Stated task: Make an exact copy of all the data.

-- -- --

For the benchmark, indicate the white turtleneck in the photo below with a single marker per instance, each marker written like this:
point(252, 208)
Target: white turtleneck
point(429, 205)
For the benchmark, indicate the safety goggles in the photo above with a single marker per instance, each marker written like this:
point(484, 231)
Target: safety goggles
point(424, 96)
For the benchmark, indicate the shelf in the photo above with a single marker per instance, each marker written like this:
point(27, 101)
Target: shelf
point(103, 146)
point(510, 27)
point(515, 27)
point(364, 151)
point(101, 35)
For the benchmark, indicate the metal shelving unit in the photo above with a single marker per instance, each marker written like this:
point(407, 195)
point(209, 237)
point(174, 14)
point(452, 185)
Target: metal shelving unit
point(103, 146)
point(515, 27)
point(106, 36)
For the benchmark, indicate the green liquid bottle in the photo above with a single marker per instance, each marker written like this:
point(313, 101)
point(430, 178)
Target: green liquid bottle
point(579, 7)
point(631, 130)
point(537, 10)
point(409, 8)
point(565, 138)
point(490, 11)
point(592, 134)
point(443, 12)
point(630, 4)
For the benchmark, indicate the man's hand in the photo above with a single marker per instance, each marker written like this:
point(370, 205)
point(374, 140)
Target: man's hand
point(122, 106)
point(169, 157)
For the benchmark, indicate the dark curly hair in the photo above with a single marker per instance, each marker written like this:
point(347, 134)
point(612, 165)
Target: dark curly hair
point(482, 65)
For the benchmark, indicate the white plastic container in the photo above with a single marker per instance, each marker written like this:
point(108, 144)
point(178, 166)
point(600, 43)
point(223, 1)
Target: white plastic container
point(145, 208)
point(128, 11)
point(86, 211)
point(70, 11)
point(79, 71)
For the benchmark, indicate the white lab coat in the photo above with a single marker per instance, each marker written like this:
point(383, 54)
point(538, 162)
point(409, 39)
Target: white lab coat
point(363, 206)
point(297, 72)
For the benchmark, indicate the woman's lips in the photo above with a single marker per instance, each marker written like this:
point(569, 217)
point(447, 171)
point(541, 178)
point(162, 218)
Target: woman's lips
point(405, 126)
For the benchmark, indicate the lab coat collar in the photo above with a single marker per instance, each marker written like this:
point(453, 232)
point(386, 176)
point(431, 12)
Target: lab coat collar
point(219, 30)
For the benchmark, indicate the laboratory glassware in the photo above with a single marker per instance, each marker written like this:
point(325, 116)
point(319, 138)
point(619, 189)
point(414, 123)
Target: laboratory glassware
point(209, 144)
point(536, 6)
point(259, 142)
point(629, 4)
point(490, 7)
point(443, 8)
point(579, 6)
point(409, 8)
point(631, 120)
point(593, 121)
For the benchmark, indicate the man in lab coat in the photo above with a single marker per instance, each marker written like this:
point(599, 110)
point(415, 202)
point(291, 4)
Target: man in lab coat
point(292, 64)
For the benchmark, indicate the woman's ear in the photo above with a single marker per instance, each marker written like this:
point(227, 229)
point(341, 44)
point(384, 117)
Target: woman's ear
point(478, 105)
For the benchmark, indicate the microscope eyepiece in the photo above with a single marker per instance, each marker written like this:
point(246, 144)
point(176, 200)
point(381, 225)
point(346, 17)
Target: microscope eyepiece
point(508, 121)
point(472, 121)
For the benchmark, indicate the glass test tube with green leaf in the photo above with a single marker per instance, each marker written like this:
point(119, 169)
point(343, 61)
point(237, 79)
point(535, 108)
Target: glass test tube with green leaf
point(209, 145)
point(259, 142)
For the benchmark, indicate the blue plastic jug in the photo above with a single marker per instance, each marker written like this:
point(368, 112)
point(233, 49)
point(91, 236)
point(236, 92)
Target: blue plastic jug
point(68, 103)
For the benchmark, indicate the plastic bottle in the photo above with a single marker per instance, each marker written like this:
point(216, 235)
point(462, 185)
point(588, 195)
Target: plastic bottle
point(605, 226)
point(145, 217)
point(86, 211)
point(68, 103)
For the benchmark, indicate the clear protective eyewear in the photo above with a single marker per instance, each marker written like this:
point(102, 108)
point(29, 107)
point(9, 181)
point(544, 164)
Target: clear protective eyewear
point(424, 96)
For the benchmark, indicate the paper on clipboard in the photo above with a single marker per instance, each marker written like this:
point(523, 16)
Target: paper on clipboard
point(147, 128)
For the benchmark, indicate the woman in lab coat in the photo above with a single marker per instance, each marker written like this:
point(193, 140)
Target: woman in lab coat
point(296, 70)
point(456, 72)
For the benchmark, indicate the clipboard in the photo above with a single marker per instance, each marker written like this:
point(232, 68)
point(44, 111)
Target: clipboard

-- -- --

Reply to the task:
For the benchmark, indicate the white turtleneck in the photo below with a single marker per instance, each marker written like this:
point(252, 208)
Target: white turtleneck
point(429, 205)
For the benchmark, indicate the safety goggles in the photo above with a single marker per instance, each marker written like this:
point(484, 231)
Target: safety goggles
point(424, 96)
For the benchmark, indicate the shelf in the photo above with a single marker per instance, each marker written like this:
point(27, 101)
Target: shelf
point(103, 146)
point(510, 27)
point(515, 27)
point(364, 151)
point(101, 35)
For the benchmark, indicate the metal shelving unit in the photo above with a single marker per instance, each marker written like this:
point(407, 195)
point(209, 237)
point(174, 14)
point(452, 185)
Target: metal shelving unit
point(103, 146)
point(515, 27)
point(106, 36)
For the benchmark, indicate the green liquid bottle in the photo above with a single marker per instance, each marker written like this:
point(313, 101)
point(430, 178)
Target: green liquid bottle
point(579, 7)
point(631, 130)
point(537, 10)
point(409, 8)
point(565, 138)
point(490, 11)
point(592, 134)
point(443, 12)
point(630, 4)
For the benchmark, indicate the man's hand in the photo above with a single marker per instance, each marker written like this:
point(370, 205)
point(374, 140)
Target: man's hand
point(122, 106)
point(169, 157)
For the benchmark, indicate the dark curly hair in the photo above with a single marker per instance, each marker written like this:
point(347, 134)
point(612, 165)
Target: dark curly hair
point(482, 65)
For the benchmark, indicate the white plastic container in the photo above with a single marker per instance, each marker written like this:
point(108, 144)
point(178, 166)
point(600, 43)
point(223, 1)
Target: white plastic container
point(145, 208)
point(128, 11)
point(86, 211)
point(70, 11)
point(79, 71)
For the benchmark, indicate the white lab coat in the photo above with a single marker per instance, each marker written like this:
point(383, 54)
point(538, 162)
point(409, 39)
Target: white lab coat
point(363, 206)
point(297, 72)
For the benchmark, indicate the woman's lips in the photo above with a single marker per instance, each marker written like this:
point(569, 217)
point(447, 171)
point(541, 178)
point(162, 218)
Target: woman's lips
point(405, 126)
For the benchmark, indicate the lab coat collar in the photo above with a single marker per instance, each marker written like this:
point(453, 232)
point(386, 176)
point(431, 12)
Target: lab coat collar
point(219, 30)
For the benchmark, indicate the laboratory glassware in the photo above with a single marker per instance, each marker written like this:
point(325, 116)
point(319, 138)
point(619, 189)
point(414, 123)
Target: laboratory glassware
point(209, 144)
point(536, 6)
point(259, 142)
point(629, 4)
point(490, 7)
point(443, 8)
point(579, 6)
point(409, 8)
point(631, 120)
point(593, 121)
For the benchmark, indicate the man in lab coat in the photo above with a single marker per instance, each marker written like this:
point(599, 110)
point(415, 202)
point(291, 4)
Target: man in lab coat
point(292, 64)
For the benchmark, indicate the woman's ear in the photo above with a single marker per instance, each marker written like this:
point(227, 229)
point(341, 44)
point(384, 117)
Target: woman's ear
point(478, 105)
For the benchmark, indicate the microscope eyepiece in the photo above with a single marker per instance, each marker written like this:
point(246, 144)
point(176, 200)
point(381, 225)
point(346, 17)
Target: microscope eyepiece
point(508, 121)
point(472, 121)
For the benchmark, indicate the glass test tube with green leaf in the photo above with a single marker per instance, each marker written like this:
point(119, 169)
point(343, 61)
point(237, 79)
point(535, 108)
Target: glass test tube with green leaf
point(209, 145)
point(259, 142)
For the benchmark, indicate the blue plastic jug in the photo above with a single marker per instance, each marker written like this:
point(368, 112)
point(233, 49)
point(91, 236)
point(236, 92)
Target: blue plastic jug
point(68, 103)
For the benchmark, indicate the plastic bottle in the photo above with a single marker per instance, each marker written like this:
point(216, 235)
point(462, 185)
point(588, 195)
Target: plastic bottle
point(605, 226)
point(145, 217)
point(86, 211)
point(68, 103)
For the benchmark, indicate the clear protective eyewear in the photo above with a single marker per instance, each marker written like this:
point(102, 108)
point(29, 107)
point(9, 181)
point(544, 164)
Target: clear protective eyewear
point(424, 96)
For the benchmark, indicate the paper on clipboard in the photo above with a single marker per instance, each marker written like this:
point(523, 16)
Target: paper on clipboard
point(147, 128)
For the benchmark, indicate the woman in lab coat in the photo above with a single marker per instance, each marker written like this:
point(193, 140)
Target: woman in lab coat
point(296, 70)
point(456, 72)
For the benchmark, indicate the clipboard in the photo above with a single marker per instance, each marker written like this:
point(232, 68)
point(44, 111)
Target: clipboard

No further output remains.